REQUIRED ACTION | Transcribe the data underneath exactly, keeping every word in place.

PROVIDED RECORDS |
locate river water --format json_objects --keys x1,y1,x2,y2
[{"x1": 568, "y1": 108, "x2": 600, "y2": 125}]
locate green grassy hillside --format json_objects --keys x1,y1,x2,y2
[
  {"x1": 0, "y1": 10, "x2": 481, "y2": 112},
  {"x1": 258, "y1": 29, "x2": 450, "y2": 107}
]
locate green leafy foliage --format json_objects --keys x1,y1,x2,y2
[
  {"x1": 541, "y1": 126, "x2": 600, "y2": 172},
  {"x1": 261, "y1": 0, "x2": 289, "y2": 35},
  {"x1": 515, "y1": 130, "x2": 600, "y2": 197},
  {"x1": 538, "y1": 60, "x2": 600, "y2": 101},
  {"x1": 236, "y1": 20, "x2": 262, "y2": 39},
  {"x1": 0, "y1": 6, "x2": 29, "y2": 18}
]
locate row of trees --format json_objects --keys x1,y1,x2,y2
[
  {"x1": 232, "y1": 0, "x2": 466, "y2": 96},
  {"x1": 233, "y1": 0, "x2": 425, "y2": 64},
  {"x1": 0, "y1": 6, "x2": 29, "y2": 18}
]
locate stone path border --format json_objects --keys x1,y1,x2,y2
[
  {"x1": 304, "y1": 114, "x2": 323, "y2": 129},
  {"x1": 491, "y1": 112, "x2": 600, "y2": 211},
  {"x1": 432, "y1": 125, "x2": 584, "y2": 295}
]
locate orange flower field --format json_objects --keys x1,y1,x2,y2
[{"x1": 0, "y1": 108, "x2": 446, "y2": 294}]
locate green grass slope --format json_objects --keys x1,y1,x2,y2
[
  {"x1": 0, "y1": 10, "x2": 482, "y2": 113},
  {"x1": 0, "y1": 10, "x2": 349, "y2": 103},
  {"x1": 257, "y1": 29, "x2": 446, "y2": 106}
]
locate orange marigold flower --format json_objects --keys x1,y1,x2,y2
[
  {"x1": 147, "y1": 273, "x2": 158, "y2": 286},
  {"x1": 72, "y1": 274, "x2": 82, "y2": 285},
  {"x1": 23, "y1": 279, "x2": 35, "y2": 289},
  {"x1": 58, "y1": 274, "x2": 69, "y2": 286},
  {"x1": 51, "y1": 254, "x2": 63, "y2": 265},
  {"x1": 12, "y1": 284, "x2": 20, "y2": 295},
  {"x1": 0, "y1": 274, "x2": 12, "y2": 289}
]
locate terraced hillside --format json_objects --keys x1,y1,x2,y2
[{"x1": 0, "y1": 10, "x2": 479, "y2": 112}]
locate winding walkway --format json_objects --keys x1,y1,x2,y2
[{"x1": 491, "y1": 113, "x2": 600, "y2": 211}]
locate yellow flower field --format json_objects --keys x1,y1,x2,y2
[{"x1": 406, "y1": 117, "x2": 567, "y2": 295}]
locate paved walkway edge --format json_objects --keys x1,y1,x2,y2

SOLVED EXERCISE |
locate river water --format json_objects --keys x1,y1,x2,y2
[{"x1": 568, "y1": 108, "x2": 600, "y2": 125}]
locate green grassy hillside --format json_objects --keys x1,y1,x2,y2
[
  {"x1": 0, "y1": 10, "x2": 481, "y2": 112},
  {"x1": 258, "y1": 29, "x2": 450, "y2": 107}
]
locate green leafy foliage --format json_objects --keys x1,y1,x2,y2
[
  {"x1": 541, "y1": 126, "x2": 600, "y2": 172},
  {"x1": 261, "y1": 0, "x2": 289, "y2": 35},
  {"x1": 515, "y1": 130, "x2": 600, "y2": 197},
  {"x1": 538, "y1": 60, "x2": 600, "y2": 101},
  {"x1": 236, "y1": 20, "x2": 262, "y2": 39},
  {"x1": 0, "y1": 6, "x2": 29, "y2": 18}
]
locate row of trees --format json_objects --keys x1,y1,x2,y2
[
  {"x1": 232, "y1": 0, "x2": 466, "y2": 96},
  {"x1": 233, "y1": 0, "x2": 425, "y2": 64},
  {"x1": 0, "y1": 6, "x2": 29, "y2": 18}
]
locate stone path border --format json_objects --keys x1,y1,x2,y2
[
  {"x1": 304, "y1": 114, "x2": 323, "y2": 129},
  {"x1": 491, "y1": 112, "x2": 600, "y2": 211},
  {"x1": 432, "y1": 125, "x2": 584, "y2": 295}
]
locate orange flower field --format json_objects --keys x1,y1,x2,y2
[{"x1": 0, "y1": 108, "x2": 446, "y2": 294}]
locate green grass slope --format json_objects --keys x1,y1,x2,y2
[
  {"x1": 0, "y1": 10, "x2": 482, "y2": 113},
  {"x1": 0, "y1": 10, "x2": 349, "y2": 103},
  {"x1": 257, "y1": 29, "x2": 446, "y2": 106}
]
locate orange marigold flower --format json_objects --keys x1,y1,x2,y2
[
  {"x1": 147, "y1": 273, "x2": 158, "y2": 286},
  {"x1": 72, "y1": 274, "x2": 82, "y2": 285},
  {"x1": 23, "y1": 279, "x2": 35, "y2": 289},
  {"x1": 58, "y1": 274, "x2": 69, "y2": 286},
  {"x1": 51, "y1": 254, "x2": 63, "y2": 265},
  {"x1": 12, "y1": 284, "x2": 20, "y2": 295},
  {"x1": 0, "y1": 274, "x2": 12, "y2": 289}
]
locate terraced hillside --format json_objects --keys x1,y1,x2,y2
[{"x1": 0, "y1": 10, "x2": 479, "y2": 112}]
locate winding walkway --format json_objects --keys x1,y1,x2,y2
[{"x1": 491, "y1": 113, "x2": 600, "y2": 211}]
locate yellow flower field --format json_objects --keys x1,y1,x2,y2
[{"x1": 406, "y1": 117, "x2": 567, "y2": 295}]
locate paved walkway edge --format json_objects --keys x1,y1,x2,y2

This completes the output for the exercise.